▶ _What you have to do_
In the entries that follow, how many lines include the string "wall"? The answer is the number only.

[Data for review]

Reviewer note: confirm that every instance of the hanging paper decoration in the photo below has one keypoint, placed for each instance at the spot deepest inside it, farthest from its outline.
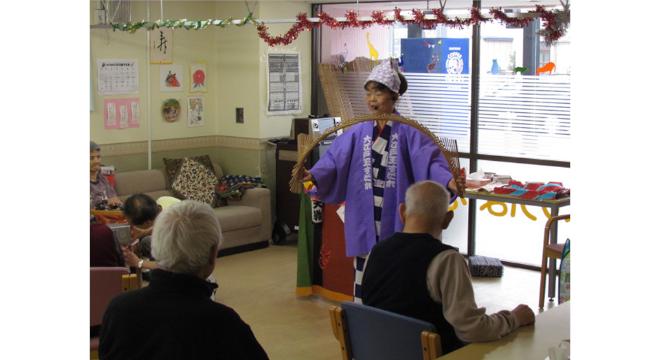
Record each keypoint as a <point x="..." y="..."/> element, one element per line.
<point x="548" y="67"/>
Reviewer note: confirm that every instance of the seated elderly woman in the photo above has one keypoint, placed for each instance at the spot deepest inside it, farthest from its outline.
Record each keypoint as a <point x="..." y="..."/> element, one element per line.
<point x="173" y="317"/>
<point x="100" y="190"/>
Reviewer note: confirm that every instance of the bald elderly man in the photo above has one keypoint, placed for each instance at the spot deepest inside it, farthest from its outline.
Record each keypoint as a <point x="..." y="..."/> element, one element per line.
<point x="414" y="274"/>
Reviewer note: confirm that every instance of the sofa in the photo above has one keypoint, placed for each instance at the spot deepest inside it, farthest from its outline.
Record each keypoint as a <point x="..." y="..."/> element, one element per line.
<point x="246" y="223"/>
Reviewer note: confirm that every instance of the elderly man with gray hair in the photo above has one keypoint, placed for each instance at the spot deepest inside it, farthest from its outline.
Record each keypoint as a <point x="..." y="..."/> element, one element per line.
<point x="173" y="317"/>
<point x="414" y="274"/>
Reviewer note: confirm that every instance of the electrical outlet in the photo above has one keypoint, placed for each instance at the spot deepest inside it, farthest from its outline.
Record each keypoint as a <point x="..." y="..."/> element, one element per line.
<point x="239" y="116"/>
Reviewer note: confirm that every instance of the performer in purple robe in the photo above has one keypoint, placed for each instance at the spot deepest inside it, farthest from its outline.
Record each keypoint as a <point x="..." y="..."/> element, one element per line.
<point x="371" y="165"/>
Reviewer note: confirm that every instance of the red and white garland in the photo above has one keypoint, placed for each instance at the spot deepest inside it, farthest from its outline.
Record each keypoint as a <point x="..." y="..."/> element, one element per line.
<point x="554" y="22"/>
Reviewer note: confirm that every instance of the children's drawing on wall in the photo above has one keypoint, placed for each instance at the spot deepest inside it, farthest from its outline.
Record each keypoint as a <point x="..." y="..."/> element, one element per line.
<point x="171" y="78"/>
<point x="160" y="46"/>
<point x="195" y="111"/>
<point x="121" y="113"/>
<point x="171" y="109"/>
<point x="198" y="78"/>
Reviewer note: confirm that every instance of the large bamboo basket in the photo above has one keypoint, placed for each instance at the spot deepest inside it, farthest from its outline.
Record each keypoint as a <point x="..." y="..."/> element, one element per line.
<point x="306" y="144"/>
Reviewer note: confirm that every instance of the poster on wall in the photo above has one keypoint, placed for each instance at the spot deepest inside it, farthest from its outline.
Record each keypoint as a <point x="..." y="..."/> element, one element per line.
<point x="160" y="46"/>
<point x="198" y="78"/>
<point x="117" y="76"/>
<point x="121" y="113"/>
<point x="195" y="111"/>
<point x="171" y="78"/>
<point x="284" y="85"/>
<point x="170" y="109"/>
<point x="436" y="55"/>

[/Data for review]

▶ _Solution_
2